◆ The input

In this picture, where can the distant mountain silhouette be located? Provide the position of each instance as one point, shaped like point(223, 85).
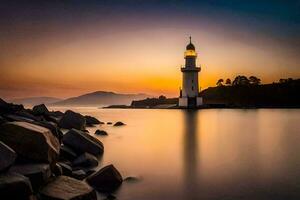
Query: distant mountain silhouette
point(35, 100)
point(101, 98)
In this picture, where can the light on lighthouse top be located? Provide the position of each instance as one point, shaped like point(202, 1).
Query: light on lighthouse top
point(190, 50)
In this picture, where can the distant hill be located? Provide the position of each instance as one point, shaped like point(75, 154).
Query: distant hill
point(101, 98)
point(35, 100)
point(268, 95)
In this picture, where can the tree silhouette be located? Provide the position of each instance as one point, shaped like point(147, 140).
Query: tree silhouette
point(220, 82)
point(254, 80)
point(228, 81)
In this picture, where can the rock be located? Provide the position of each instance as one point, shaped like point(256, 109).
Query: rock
point(28, 115)
point(30, 141)
point(131, 179)
point(52, 127)
point(90, 121)
point(7, 155)
point(110, 197)
point(40, 109)
point(79, 174)
point(101, 132)
point(2, 120)
point(85, 160)
point(15, 186)
point(57, 170)
point(66, 169)
point(106, 179)
point(67, 188)
point(9, 108)
point(72, 120)
point(38, 174)
point(67, 153)
point(119, 124)
point(83, 142)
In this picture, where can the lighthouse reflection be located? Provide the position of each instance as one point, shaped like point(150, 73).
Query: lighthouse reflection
point(190, 152)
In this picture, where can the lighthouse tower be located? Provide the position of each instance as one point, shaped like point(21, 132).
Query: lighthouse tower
point(189, 94)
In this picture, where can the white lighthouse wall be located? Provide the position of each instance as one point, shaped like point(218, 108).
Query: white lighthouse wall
point(190, 87)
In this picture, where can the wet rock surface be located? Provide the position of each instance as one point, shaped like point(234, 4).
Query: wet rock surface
point(71, 120)
point(31, 141)
point(67, 188)
point(101, 132)
point(15, 186)
point(38, 161)
point(106, 179)
point(8, 156)
point(119, 124)
point(38, 174)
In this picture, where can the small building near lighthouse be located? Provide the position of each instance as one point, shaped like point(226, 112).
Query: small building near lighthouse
point(189, 92)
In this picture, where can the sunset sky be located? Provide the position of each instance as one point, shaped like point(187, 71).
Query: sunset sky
point(67, 48)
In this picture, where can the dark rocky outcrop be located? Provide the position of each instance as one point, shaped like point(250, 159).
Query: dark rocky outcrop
point(15, 186)
point(67, 188)
point(101, 132)
point(66, 169)
point(38, 174)
point(7, 156)
point(30, 141)
point(71, 120)
point(79, 174)
point(40, 110)
point(90, 121)
point(119, 124)
point(83, 142)
point(67, 153)
point(85, 160)
point(106, 179)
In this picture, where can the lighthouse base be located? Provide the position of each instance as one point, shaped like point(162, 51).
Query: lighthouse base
point(190, 102)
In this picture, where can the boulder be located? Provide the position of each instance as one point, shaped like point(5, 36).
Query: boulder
point(66, 169)
point(90, 121)
point(30, 141)
point(52, 127)
point(7, 155)
point(119, 124)
point(2, 120)
point(67, 153)
point(15, 186)
point(83, 142)
point(38, 173)
point(57, 170)
point(67, 188)
point(85, 160)
point(79, 174)
point(9, 108)
point(40, 109)
point(106, 179)
point(71, 120)
point(101, 132)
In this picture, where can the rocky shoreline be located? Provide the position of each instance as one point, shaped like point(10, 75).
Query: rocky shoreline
point(40, 162)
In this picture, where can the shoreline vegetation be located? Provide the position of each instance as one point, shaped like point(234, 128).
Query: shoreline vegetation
point(47, 155)
point(242, 92)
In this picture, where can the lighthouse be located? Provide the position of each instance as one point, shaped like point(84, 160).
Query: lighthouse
point(189, 93)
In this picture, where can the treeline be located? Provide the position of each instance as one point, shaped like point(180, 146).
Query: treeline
point(249, 92)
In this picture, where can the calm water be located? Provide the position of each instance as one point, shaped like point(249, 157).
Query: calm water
point(207, 154)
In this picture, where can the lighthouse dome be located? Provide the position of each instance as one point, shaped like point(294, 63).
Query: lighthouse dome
point(190, 46)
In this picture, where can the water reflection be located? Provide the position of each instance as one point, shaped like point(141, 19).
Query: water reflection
point(190, 153)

◆ Assignment
Give the listing above again exactly, minus any images.

◆ Result of the task
In this picture, where can the distant mountain silhouette be located? Provide the position of each instance as one point, shaped like point(223, 85).
Query: distant mountain silhouette
point(35, 100)
point(101, 98)
In this picture, where can the light on lighthouse top be located? Provide the position of each instance as one point, shaped like point(202, 1).
Query: light on lighthouse top
point(190, 50)
In this picture, where can the distant hill be located? Provide the position of each instance as one point, shaped like point(75, 154).
Query: distant hill
point(101, 98)
point(35, 100)
point(268, 95)
In this picture, where can the tree silhouette be located? Provide the position of each instance as one point, shaped like point(147, 140).
Query: tree silhouette
point(220, 82)
point(254, 80)
point(228, 81)
In this picture, where can the rock be located? Provide the position of each instance as one point, shaped like point(256, 109).
Query: rock
point(28, 115)
point(30, 141)
point(131, 179)
point(52, 127)
point(90, 121)
point(7, 155)
point(110, 197)
point(40, 109)
point(79, 174)
point(101, 132)
point(2, 120)
point(85, 160)
point(15, 186)
point(57, 170)
point(66, 169)
point(106, 179)
point(67, 188)
point(9, 108)
point(72, 120)
point(38, 174)
point(67, 153)
point(119, 124)
point(83, 142)
In this picture, where can the lighthouse reflection be located? Provide the position of each instance as one point, shaped like point(150, 73).
Query: lighthouse reflection
point(190, 152)
In this picture, where can the lighthouse tower be located? Provide the position of each instance as one point, shaped like point(21, 132).
Query: lighthouse tower
point(189, 94)
In this picture, where can the white lighthouse wall be located? Provide the position of each instance as one point, shaped like point(218, 108).
Query: white lighthouse wall
point(190, 87)
In this picture, where can the wet rock surface be located? Provide the position of each instance as one point, shaped like point(234, 4).
Query: wet rock surface
point(71, 120)
point(31, 141)
point(67, 188)
point(101, 132)
point(15, 186)
point(38, 161)
point(106, 179)
point(8, 156)
point(119, 124)
point(38, 174)
In this picture, where can the small building near lighthouse be located? Provide the position of each instance as one point, shaped like point(226, 112).
Query: small building near lighthouse
point(189, 92)
In this picture, where can the sunset sky be located? Provide the position of each instance as one point, shaped like point(187, 71).
Query: sunset sky
point(67, 48)
In this picture, where can the dark rocky outcrop be located? Provide the position of each instance as one point, shaped like point(250, 159).
Query: dark rocky outcrop
point(15, 186)
point(67, 188)
point(101, 132)
point(66, 169)
point(38, 174)
point(7, 156)
point(30, 141)
point(71, 120)
point(79, 174)
point(40, 110)
point(90, 121)
point(119, 124)
point(83, 142)
point(67, 153)
point(85, 160)
point(106, 179)
In this picture, where can the lighthouse base be located? Provide the position of each instance as one point, shaped like point(162, 51).
Query: lighthouse base
point(190, 102)
In this picture, where can the boulder be located? Provide the position of each instance as one point, shaped like point(5, 36).
Query: boulder
point(66, 169)
point(90, 121)
point(30, 141)
point(52, 127)
point(7, 155)
point(119, 124)
point(2, 120)
point(67, 153)
point(15, 186)
point(83, 142)
point(38, 173)
point(57, 170)
point(67, 188)
point(85, 160)
point(79, 174)
point(9, 108)
point(40, 109)
point(106, 179)
point(71, 120)
point(101, 132)
In this picture, where can the rocky shoreline be located? Provide the position of each instance as one point, shaped like point(10, 75).
Query: rocky shoreline
point(40, 162)
In this picture, where can the shoreline vegetation be located? Provide the position of each instance as one point, shaped like point(234, 128).
Query: shoreline vegetation
point(47, 155)
point(242, 92)
In this picture, where can the lighthouse be located? Provide the position of each instance as one point, shaped like point(84, 160).
Query: lighthouse
point(189, 93)
In this picture, where can the treeline be located? Provide the position of each instance as one point, shaped like point(180, 146).
Query: treeline
point(249, 92)
In this picture, where can the calm water be located? Provide the position of each instance as one point, shaped like point(249, 157).
Query: calm water
point(207, 154)
In this picture, where can the lighthouse dome be located? Provide the position of each instance as one point, shaped like point(294, 63).
Query: lighthouse dome
point(190, 46)
In this picture, where can the water reflection be located? Provide the position of each instance as one point, shaped like point(141, 19).
Query: water reflection
point(190, 153)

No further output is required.